◆ TASK DIRECTIONS
Retype the whole of the data exactly.

◆ EXERCISE INPUTS
_____

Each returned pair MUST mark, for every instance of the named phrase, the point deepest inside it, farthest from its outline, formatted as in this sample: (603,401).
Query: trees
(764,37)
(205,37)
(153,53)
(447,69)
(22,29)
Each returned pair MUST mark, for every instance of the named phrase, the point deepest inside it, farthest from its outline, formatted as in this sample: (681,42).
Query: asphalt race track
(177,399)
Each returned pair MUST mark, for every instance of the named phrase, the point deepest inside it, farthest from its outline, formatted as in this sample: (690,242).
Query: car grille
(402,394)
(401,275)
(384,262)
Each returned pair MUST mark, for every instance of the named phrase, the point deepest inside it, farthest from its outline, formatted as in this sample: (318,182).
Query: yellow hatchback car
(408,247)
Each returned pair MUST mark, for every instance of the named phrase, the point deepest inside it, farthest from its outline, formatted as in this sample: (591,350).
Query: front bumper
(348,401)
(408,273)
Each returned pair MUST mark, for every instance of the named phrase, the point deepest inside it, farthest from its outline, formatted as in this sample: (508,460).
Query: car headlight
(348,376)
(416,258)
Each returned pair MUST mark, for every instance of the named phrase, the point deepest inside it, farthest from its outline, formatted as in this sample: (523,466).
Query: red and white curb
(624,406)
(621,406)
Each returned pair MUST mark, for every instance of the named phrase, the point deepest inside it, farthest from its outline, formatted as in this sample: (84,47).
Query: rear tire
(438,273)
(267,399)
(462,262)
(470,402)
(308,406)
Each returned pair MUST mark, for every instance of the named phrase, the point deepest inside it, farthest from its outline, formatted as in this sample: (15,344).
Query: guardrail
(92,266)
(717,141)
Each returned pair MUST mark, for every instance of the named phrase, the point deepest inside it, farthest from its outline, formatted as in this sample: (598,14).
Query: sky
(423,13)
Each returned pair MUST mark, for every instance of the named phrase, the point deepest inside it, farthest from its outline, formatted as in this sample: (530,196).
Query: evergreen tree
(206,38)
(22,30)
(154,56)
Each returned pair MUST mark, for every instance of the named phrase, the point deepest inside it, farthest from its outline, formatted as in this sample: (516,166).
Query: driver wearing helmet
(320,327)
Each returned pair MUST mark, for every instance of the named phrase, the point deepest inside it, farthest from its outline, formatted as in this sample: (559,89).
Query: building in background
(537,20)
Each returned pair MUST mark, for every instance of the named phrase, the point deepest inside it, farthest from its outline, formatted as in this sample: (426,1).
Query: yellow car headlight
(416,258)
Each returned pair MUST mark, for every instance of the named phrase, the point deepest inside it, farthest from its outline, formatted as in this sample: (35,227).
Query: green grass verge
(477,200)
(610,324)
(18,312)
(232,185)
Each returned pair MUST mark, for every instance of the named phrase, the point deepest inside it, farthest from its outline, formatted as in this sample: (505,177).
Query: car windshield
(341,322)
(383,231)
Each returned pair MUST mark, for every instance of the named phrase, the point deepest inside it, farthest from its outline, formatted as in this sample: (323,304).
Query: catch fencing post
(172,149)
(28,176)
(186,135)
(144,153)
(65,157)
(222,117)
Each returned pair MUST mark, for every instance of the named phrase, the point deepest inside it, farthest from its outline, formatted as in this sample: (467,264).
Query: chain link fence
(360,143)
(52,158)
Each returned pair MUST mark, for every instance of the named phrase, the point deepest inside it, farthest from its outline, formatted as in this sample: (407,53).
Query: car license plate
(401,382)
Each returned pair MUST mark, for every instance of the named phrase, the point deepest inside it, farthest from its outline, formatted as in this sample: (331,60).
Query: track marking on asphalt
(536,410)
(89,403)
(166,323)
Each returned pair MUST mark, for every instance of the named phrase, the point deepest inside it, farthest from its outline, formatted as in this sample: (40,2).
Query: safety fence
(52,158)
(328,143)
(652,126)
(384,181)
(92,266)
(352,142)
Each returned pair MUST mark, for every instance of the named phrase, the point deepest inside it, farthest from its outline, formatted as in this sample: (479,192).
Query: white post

_____

◆ YOUR SOLUTION
Each returned pair MUST mark, for every instance of the named phrase, the point deepest inside it, farthest from its outline, formatted as in this sample: (603,401).
Query: trees
(764,37)
(205,37)
(153,53)
(447,69)
(22,29)
Each returned pair MUST mark, for every instance of the named phrase, the point deepest inside it, farthest from its outline, formatted as in this sample: (681,42).
Query: asphalt race track
(177,399)
Each returned pair MUST mark, for every instance of the named phrase, the point deepest inside it, farthest from its outline, formatted as in this sample: (690,242).
Query: car grille
(402,394)
(401,275)
(384,262)
Each returned pair MUST mark, for every instance of the named phrase, the point deepest inside it, farthest from its outline, formatted as in this sample: (318,182).
Query: yellow hatchback car
(408,247)
Each returned pair MUST mark, for every instance of the named phrase, the point deepest inside it, farthest from its outline, formatted as in this sample: (591,350).
Query: front bumper
(348,401)
(408,273)
Each returned pair MUST mark, for every instance of the named phrase, the point deepest inside it, farthest from its outline, formatted as in this sample: (508,460).
Query: car headlight
(348,376)
(416,258)
Each returned pair MUST mark, for every instance of the named phrase, the point deepest inside it, farthest from its outline, formatted as in this sample: (523,466).
Query: red and white curb
(624,406)
(621,406)
Each returned pair MUST mark, for every instance of the named phrase, the point deepest inside it, farthest from its outline, formatted as in this sample: (84,47).
Query: rear tire
(438,273)
(267,399)
(462,262)
(470,402)
(308,406)
Each returned pair MUST mark, for every instance of the named phrase, the point deepest inside it, farthest from its outline, formatted as in this sample: (15,344).
Query: guardrail
(92,266)
(717,141)
Each returned pair MUST mark, for every instance of the named phrase, the point deepest inside it, farthest from its outline, formatted as in this sample: (598,14).
Query: sky
(423,13)
Each returned pair MUST mark, for every instance of the named phrase, the point deepest inside it, farthest from its outline, formatted as in this sample: (530,196).
Query: evergreen tree
(206,38)
(22,30)
(154,56)
Each returned pair MUST mark, for every instance of the named phrase, the point deepest inside it, farthest from its outline, formatted as in this sample: (516,166).
Query: driver wearing helmet
(320,327)
Each returned pair MUST mark, for every instance of the named phrase, the point deepest inside it, farthest from its outline, formatted as in this sample: (559,89).
Query: building in background
(537,20)
Each returned pair MUST mark, for every instance of the named phrase, the point deepest inside it, farthest from its outline, formatted as in this sample: (426,1).
Query: yellow car headlight
(416,258)
Each returned pair MUST mark, for every instance of the named phrase, the point deepest inside it, farthest from its outline, formatted as in this sample: (35,227).
Query: green grass verge
(477,200)
(610,324)
(18,312)
(232,185)
Each returned pair MUST mark, for every instance of the named phrase, the point deepest inside it, farthest from its outline, formatted as in this sample: (505,177).
Query: car windshield
(341,322)
(383,231)
Each returned pair MUST mark, for every instance of the named phrase, the point deepest inside it, farthest from its outline, formatted as in this sample: (323,304).
Query: catch fencing post
(172,149)
(28,176)
(186,135)
(144,153)
(65,157)
(222,117)
Each returned pair MUST mark, for every instance of the named phrase, the point deepest inside it, farthest from its outline, formatted as in this sample: (467,264).
Query: chain link fence
(360,143)
(52,158)
Each returned pair MUST mark, for every instance of the named phrase, the point deepest inside it, farthest from its outline, formatted as in this sample: (407,53).
Query: car license plate
(401,382)
Each returned pair MUST mark, for every instance of the named phrase, the point deepest inside it, farthest from its outline, formatted as in this sample: (331,60).
Query: track marking on asphalt
(536,410)
(89,403)
(166,323)
Each returned pair MUST mark, for every instance of the named phrase, the point deepest inside it, farthest from its outline, formatted as in this sample: (40,2).
Query: safety fence
(52,158)
(328,143)
(652,126)
(384,181)
(92,266)
(352,142)
Each returned pair MUST mark, for every instance of the named phrase, the point deepest inside it, farthest from its outline, formatted as in this sample: (479,192).
Query: white post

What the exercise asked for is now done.